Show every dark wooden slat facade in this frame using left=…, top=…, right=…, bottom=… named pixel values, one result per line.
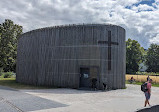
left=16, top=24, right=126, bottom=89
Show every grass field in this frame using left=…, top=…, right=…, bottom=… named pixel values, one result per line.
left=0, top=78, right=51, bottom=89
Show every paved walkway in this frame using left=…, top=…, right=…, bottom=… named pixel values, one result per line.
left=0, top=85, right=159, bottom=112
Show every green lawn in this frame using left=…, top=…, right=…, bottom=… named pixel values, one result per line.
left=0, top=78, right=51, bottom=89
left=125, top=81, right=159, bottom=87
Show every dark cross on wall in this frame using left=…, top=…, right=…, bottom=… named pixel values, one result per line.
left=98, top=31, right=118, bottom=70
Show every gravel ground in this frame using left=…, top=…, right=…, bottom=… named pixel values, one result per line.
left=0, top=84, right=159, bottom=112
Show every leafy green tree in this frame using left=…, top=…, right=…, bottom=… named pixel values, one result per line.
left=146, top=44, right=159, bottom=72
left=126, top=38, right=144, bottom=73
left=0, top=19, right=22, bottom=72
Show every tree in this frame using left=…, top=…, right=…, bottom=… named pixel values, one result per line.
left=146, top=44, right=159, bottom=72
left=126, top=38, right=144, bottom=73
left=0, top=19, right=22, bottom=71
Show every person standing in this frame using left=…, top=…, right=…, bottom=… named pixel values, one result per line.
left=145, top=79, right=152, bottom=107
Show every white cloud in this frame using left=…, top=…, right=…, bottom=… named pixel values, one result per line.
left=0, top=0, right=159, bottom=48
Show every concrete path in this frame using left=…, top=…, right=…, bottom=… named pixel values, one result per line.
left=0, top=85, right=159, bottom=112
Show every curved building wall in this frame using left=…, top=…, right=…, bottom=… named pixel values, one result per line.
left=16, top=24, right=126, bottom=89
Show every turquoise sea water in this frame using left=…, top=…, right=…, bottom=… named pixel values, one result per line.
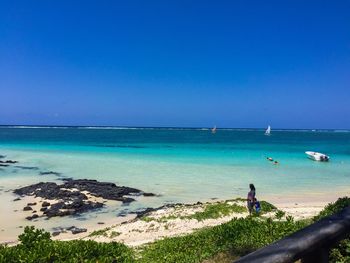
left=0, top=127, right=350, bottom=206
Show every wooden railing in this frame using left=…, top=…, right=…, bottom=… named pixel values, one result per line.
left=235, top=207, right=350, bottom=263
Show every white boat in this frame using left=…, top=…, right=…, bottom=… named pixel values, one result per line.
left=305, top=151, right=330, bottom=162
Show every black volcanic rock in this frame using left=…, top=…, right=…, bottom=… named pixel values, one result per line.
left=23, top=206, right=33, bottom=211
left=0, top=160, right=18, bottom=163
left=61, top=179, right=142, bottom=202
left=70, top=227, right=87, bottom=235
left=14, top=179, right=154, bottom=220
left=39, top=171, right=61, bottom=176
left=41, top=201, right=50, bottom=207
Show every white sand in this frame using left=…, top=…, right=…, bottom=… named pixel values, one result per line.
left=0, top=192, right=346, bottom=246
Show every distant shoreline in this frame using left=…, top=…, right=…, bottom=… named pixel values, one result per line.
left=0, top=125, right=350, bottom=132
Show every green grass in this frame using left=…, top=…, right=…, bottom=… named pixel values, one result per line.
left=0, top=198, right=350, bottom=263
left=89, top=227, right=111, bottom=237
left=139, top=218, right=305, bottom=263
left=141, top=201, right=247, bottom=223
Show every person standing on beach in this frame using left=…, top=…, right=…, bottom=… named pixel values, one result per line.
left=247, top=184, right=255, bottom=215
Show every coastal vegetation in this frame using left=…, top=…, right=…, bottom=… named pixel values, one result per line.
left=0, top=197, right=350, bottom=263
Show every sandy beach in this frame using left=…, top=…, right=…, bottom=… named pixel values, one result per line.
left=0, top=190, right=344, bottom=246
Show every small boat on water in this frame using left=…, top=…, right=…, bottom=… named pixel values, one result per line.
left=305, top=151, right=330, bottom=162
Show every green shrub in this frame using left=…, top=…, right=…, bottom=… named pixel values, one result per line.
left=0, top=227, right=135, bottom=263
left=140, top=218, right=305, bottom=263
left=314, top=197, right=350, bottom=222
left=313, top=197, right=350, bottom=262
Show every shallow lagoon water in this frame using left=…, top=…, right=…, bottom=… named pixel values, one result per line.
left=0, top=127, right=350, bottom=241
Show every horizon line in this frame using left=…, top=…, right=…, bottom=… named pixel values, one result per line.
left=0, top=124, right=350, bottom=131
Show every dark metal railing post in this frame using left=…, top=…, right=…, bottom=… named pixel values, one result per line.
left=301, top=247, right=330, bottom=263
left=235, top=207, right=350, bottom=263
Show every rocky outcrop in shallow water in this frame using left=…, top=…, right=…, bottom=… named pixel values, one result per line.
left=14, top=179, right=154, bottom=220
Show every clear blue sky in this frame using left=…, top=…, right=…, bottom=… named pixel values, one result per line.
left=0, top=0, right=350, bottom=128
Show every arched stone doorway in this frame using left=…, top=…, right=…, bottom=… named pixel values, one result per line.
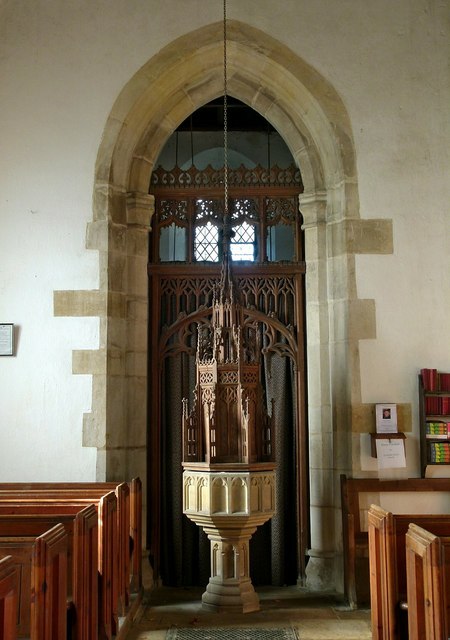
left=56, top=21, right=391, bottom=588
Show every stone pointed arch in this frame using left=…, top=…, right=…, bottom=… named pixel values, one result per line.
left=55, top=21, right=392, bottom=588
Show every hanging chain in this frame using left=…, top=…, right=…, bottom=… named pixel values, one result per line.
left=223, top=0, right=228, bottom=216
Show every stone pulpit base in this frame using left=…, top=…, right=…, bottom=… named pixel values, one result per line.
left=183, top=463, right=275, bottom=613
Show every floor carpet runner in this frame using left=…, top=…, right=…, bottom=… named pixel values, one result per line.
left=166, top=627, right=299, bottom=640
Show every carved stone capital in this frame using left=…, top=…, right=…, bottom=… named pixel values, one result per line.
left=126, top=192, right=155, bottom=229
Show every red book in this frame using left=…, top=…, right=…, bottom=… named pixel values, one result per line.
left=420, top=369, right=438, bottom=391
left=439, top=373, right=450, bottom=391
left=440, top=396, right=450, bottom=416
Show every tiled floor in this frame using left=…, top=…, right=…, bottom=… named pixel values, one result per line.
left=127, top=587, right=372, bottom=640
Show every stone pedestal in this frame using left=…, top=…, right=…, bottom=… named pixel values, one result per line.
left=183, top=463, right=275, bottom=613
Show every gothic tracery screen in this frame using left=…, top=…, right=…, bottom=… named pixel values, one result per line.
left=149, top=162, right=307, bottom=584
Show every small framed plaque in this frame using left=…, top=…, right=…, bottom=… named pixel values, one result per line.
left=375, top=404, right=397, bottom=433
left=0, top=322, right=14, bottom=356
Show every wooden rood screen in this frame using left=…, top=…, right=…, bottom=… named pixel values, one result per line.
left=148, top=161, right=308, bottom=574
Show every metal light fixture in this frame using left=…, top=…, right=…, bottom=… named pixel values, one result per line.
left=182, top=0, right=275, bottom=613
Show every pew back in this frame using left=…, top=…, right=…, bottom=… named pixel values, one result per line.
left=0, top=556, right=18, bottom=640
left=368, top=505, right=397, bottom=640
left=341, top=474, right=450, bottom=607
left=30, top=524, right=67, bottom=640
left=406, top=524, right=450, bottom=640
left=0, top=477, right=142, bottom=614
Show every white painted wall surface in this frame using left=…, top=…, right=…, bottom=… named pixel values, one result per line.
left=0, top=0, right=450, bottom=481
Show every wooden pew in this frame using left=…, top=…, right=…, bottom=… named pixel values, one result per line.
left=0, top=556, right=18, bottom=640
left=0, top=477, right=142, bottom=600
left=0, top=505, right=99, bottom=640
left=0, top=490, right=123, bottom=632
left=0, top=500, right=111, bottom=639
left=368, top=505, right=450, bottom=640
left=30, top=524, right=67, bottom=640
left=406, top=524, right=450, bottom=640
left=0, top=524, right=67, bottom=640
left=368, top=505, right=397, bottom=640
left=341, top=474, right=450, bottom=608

→ Requirement
Show each line of the records above that contains the word "small", treating uppercase and lowercase as different.

→ Right answer
Show every small boat on water in this frame using left=…, top=…, right=…, bottom=… named pixel values, one result per line.
Show every small framed plaque in this frame using left=…, top=…, right=…, bottom=… named pixel values, one result per line.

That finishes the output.